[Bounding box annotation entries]
[START]
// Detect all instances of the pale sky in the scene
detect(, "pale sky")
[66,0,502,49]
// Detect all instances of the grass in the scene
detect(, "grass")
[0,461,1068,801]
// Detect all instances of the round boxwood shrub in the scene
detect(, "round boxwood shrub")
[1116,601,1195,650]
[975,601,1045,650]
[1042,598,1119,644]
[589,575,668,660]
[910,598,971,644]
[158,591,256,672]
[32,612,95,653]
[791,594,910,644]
[END]
[START]
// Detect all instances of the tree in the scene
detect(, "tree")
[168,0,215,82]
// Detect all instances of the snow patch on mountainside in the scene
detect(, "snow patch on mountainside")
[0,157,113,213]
[END]
**EXERCISE GOAL:** Rewrite the entries from the line with "grass in the scene" up to and including the line with "[791,594,910,644]", changing "boxwood" to "yew" and keeping everything else the same.

**OUTPUT BELOW:**
// Detect all instances of the grass in the scene
detect(, "grass")
[0,461,1068,801]
// Detect all instances of the round yew shrub in the scene
detect(, "round yew shrub")
[1116,601,1195,650]
[975,601,1045,650]
[1042,598,1119,644]
[589,575,668,660]
[910,598,971,644]
[158,591,256,672]
[32,612,95,653]
[791,594,910,644]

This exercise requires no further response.